Give the data again, word for word.
*** Opening of Given records ***
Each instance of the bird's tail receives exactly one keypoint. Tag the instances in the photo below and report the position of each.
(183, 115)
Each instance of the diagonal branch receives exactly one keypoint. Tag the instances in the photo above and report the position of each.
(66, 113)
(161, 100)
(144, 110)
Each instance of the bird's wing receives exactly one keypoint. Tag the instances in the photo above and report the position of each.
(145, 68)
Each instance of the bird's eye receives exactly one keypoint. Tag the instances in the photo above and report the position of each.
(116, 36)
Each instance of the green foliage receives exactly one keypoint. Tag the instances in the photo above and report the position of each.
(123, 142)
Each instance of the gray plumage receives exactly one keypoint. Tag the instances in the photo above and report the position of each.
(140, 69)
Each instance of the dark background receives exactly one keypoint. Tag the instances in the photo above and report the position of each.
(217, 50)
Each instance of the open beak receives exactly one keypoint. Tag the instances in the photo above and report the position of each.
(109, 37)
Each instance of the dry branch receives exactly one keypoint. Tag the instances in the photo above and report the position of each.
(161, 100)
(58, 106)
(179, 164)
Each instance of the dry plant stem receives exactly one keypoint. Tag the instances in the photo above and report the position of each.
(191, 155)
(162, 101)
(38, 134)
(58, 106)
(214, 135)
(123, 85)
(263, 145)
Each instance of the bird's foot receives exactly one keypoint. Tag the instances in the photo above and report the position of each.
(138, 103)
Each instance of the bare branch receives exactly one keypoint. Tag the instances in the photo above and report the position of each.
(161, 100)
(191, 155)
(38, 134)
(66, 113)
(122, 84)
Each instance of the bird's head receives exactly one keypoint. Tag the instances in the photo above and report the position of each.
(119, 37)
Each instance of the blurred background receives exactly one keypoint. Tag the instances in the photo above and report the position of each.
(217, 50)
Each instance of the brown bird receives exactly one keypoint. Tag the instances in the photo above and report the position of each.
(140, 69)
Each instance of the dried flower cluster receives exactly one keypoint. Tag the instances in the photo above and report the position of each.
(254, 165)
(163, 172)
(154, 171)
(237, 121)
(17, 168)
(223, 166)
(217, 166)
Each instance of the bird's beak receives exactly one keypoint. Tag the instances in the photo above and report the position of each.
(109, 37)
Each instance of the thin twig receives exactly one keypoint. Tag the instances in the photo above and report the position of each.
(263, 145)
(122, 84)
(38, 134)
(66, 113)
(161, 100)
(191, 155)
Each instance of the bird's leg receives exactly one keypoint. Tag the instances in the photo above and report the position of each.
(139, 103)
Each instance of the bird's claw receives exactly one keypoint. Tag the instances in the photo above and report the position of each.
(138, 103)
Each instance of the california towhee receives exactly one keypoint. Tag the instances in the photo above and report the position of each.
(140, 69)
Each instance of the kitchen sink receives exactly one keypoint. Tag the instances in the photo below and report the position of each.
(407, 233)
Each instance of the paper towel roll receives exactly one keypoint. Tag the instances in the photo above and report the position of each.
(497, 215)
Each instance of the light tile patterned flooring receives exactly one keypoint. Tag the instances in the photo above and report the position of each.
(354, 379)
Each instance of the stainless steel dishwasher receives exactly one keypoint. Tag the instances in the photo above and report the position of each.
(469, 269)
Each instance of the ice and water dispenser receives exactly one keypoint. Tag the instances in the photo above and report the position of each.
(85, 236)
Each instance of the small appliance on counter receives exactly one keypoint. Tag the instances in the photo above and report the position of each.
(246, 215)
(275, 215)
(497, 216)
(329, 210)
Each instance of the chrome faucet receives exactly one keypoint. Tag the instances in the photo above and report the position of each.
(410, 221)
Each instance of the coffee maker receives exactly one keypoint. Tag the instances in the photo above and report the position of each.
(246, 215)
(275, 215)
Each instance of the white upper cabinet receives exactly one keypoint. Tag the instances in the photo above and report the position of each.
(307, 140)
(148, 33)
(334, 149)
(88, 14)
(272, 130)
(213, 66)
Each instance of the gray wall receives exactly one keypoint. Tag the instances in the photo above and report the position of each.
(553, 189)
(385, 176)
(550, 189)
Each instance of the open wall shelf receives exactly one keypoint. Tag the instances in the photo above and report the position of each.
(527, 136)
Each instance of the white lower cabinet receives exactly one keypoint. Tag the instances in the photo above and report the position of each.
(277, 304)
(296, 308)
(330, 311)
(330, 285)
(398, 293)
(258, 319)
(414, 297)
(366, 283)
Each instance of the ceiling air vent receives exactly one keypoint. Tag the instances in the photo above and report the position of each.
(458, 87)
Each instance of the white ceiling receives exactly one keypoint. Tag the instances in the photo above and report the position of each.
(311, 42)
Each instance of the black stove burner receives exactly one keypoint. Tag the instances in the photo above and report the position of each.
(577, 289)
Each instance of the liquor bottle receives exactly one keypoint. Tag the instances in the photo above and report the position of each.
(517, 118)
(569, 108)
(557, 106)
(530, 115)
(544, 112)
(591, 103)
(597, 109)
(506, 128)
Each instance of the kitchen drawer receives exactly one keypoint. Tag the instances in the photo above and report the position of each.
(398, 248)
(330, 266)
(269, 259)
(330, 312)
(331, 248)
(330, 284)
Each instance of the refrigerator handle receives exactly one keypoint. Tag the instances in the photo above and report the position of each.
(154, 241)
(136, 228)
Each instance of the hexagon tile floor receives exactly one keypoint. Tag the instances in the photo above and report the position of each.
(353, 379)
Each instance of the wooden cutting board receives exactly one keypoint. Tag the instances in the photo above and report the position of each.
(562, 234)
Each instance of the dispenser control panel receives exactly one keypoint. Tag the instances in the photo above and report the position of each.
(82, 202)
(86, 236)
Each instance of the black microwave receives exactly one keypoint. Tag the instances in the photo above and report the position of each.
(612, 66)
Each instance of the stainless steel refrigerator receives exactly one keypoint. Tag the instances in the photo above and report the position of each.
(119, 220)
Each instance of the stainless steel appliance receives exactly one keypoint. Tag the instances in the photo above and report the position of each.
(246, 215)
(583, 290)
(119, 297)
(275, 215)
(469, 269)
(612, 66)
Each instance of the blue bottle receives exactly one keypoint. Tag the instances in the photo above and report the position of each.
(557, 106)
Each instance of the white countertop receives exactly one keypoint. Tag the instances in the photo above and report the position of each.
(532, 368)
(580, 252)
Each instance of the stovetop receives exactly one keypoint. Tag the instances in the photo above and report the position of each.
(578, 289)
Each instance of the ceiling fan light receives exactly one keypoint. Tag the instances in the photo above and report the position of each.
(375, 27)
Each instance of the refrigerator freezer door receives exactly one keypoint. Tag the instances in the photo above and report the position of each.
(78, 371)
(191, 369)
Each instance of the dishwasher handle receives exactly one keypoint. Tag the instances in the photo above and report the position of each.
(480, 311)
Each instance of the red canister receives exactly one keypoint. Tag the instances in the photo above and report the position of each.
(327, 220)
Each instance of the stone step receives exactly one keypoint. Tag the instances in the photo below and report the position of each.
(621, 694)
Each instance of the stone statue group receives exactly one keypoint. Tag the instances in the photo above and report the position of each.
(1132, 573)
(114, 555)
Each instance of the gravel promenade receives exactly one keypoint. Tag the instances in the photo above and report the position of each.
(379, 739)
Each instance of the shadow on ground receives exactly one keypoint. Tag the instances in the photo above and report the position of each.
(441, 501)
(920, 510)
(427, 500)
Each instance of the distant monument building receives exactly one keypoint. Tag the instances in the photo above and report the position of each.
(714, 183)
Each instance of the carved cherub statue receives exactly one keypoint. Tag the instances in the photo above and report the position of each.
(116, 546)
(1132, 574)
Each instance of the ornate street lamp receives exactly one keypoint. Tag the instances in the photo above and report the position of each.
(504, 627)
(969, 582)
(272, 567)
*** Close of Given records ***
▸ Response
Each instance of the bird's tail receives exactly one keypoint. Tag the instances in the photo below and report the position of each.
(183, 115)
Each instance of the diagonal branch receives exactly one keypoint. Tag the instances in the photo above and report the position of each.
(66, 113)
(161, 100)
(144, 110)
Each instance of the bird's wing receives exactly one keypoint. Tag the instances in the photo above and report the position of each.
(145, 68)
Each instance of the bird's eye receives exactly one keypoint. Tag the instances in the photo above and report the position of each.
(116, 36)
Each instance of the green foliage receives exactly one keypoint. Tag the instances in the photo above and report the position of each.
(123, 142)
Each instance of the gray plumage receives exactly one keypoint. Tag the instances in the photo above and report the position of each.
(140, 69)
Each instance of the dark background receives exactly one keypoint. Tag the instances in the photo above and report the position of each.
(217, 50)
Each instance of the open beak receives exactly one keypoint. Tag the instances in the photo above and report the position of each.
(109, 37)
Each instance of the dry branch receives exactly one keypoint. Tag the instances in the photo above and report the position of each.
(161, 100)
(58, 106)
(179, 164)
Each instance of the dry plant stem receives exactly one keypoint. Tag the instances in the photo above and report the position of each.
(191, 155)
(162, 101)
(38, 134)
(58, 106)
(214, 135)
(123, 85)
(263, 145)
Each instance of the bird's foot receives exactly one keypoint. Tag the instances in the photo above and report the position of each.
(138, 103)
Each instance of the bare branch receives exactly one keypoint. Tag the instances in the photo above and report the position of each.
(161, 100)
(191, 155)
(38, 134)
(66, 113)
(122, 84)
Each instance of the bird's head receives exactly one keypoint. Tag the instances in the photo above and report the position of each.
(119, 37)
Each instance of the blurred background receives exactly one keypoint. Tag the instances in the photo above and report the position of each.
(217, 50)
Each instance of the brown bird receives exactly one keypoint. Tag the instances in the photo above and report the position of each.
(140, 69)
Each instance of the dried flower cluster receives exactly one keypoint. Tag the instances in the photo above and report the position of each.
(254, 165)
(163, 172)
(154, 171)
(237, 121)
(17, 168)
(223, 166)
(217, 166)
Each instance of the bird's beak receives exactly one keypoint. Tag the instances in the photo above and report the position of each.
(109, 37)
Each instance of the thin twig receives exactly one keypoint. Tag the instances in the photo above and report the position of each.
(263, 145)
(122, 84)
(38, 134)
(66, 113)
(161, 100)
(191, 155)
Each instance of the bird's leg receives exactly one keypoint. Tag the instances in the photo above and report the position of each.
(139, 103)
Each instance of the bird's claw receives exactly one keypoint. Tag the instances in the photo above and report the position of each.
(138, 103)
Each instance of the california towhee receives exactly one keypoint. Tag the instances in the photo above and report the position of each.
(140, 69)
Each instance of the kitchen sink receives exactly one keypoint. Tag the instances in the photo below and report the position of each.
(407, 233)
Each instance of the paper towel roll receives exactly one keypoint. Tag the instances in the photo above and report the position of each.
(497, 215)
Each instance of the light tile patterned flooring receives exactly one keypoint. Tag the instances in the photo above and report the position of each.
(354, 379)
Each instance of the stainless steel dishwasher receives exactly one keypoint. Tag the instances in the photo above and report the position of each.
(469, 269)
Each instance of the ice and water dispenser receives exactly one keypoint. Tag the instances in the photo above and report the position of each.
(85, 236)
Each instance of the small appliance on counter receives exactly one keypoint. Tag the instances in the photo above and report the position of each.
(246, 215)
(275, 215)
(497, 216)
(329, 210)
Each instance of the chrome faucet receives exactly one keypoint. Tag the instances in the photo above and report the position of each.
(410, 221)
Each instance of the coffee maker receives exactly one keypoint. Tag the instances in the photo above and report the position of each.
(246, 215)
(275, 215)
Each instance of the white upper cabinet receives exactly one keypoint. Tag the instances in the photo above and report the position of each.
(307, 140)
(148, 33)
(334, 149)
(88, 14)
(272, 130)
(213, 66)
Each instance of the gray wall receives exactly one keypoint. Tag the instances in the photo above and report the position of each.
(553, 189)
(385, 176)
(550, 189)
Each instance of the open wall shelf receives exactly one keypoint. Tag the instances in the photo above and report the position of each.
(527, 136)
Each instance of the white lower cabinet receives exactly one keypoint. Tag the instances in the photo above and report the position of each.
(277, 304)
(296, 308)
(330, 311)
(330, 285)
(398, 293)
(258, 319)
(414, 297)
(366, 283)
Each instance of the ceiling air vent receives exactly one keypoint. Tag the instances in the photo above and report the position of each.
(458, 87)
Each instance of the white ceiling receives exactly one keypoint. Tag the instances in the photo above and report the position of each.
(311, 42)
Each instance of the black stove burner receives exactly one keypoint. Tag the instances in the photo above and report the position of each.
(577, 289)
Each instance of the liquor bottle receives exactly one keypoint. Tag the instances in the photo above and report the position of each.
(517, 118)
(569, 108)
(557, 106)
(530, 115)
(544, 112)
(591, 103)
(597, 109)
(506, 128)
Each instance of the kitchen drawer receives exactly one keypoint. Tag the instances in the photo above and report the position of each.
(398, 248)
(330, 266)
(269, 259)
(330, 312)
(331, 248)
(330, 284)
Each instance of the refrigerator handle receives exactly one keypoint. Tag the instances in the photo above and report the position of each.
(154, 241)
(136, 228)
Each instance of the hexagon tile floor receives exactly one keypoint. Tag the instances in the photo above and report the position of each.
(353, 379)
Each instance of the wooden cutting board receives exactly one keypoint. Tag the instances in the photo above and report the position of each.
(562, 234)
Each instance of the dispenser control panel receives exactly one keypoint. Tag the instances in the photo above and report the position of each.
(82, 202)
(86, 236)
Each instance of the black microwave receives exactly one keypoint. Tag the instances in the photo above and report the position of each.
(612, 66)
Each instance of the stainless steel refrigerator receives exactly one keypoint. Tag the instances in the photo above and report the position of each.
(119, 220)
Each instance of the stainless steel appliance receives exactly one keypoint. Tag the instances in the photo above and report the position of each.
(246, 215)
(583, 290)
(119, 297)
(275, 215)
(469, 269)
(612, 66)
Each instance of the blue bottle receives exactly one keypoint. Tag the instances in the photo above and report the position of each.
(557, 106)
Each instance of the white countertop receives exactly one keypoint. Tag the instances in the photo above and report the position of each.
(532, 368)
(580, 252)
Each instance of the stovetop receives exactly one keypoint. Tag the instances in the photo above and report the position of each.
(578, 289)
Each instance of the ceiling fan light receives exactly one keypoint. Tag the instances in the photo above and report the position of each.
(375, 27)
Each instance of the refrigerator freezer door receives exactly one keypoint. Tag the instances in the photo above and report the position of each.
(78, 371)
(191, 369)
Each instance of the dishwasher handle receives exactly one keypoint. Tag the instances in the photo above and report the position of each.
(480, 311)
Each instance of the red canister receives exactly one keypoint. Tag the instances in the photo above and report the position of each.
(327, 220)
Each instance of the stone step receives exactly one keypoint. Tag the instances in the photo below and report the position of each.
(621, 694)
Each instance of the stone statue group receives exactly one keypoint. Tag the instances in the photo above and report the position of each.
(1132, 573)
(114, 555)
Each instance of the gravel promenade receives exactly one keypoint. Tag the instances in the photo above and report the position of each.
(379, 739)
Each instance of the shadow on ground receives exactly one keypoint. Tag the instances in the photo above and report the position of each.
(441, 501)
(920, 510)
(427, 500)
Each instance of the distant monument building receives exactly one keypoint. Tag the instances in the photo above and report the position of each.
(714, 183)
Each instance of the carved cherub statue receives exactly one keypoint. Tag the instances in the photo above and report the position of each.
(116, 546)
(1132, 574)
Each instance of the ornate street lamp receives exactly one keypoint. Tag the instances in the photo above and report the position of each.
(504, 627)
(969, 582)
(272, 567)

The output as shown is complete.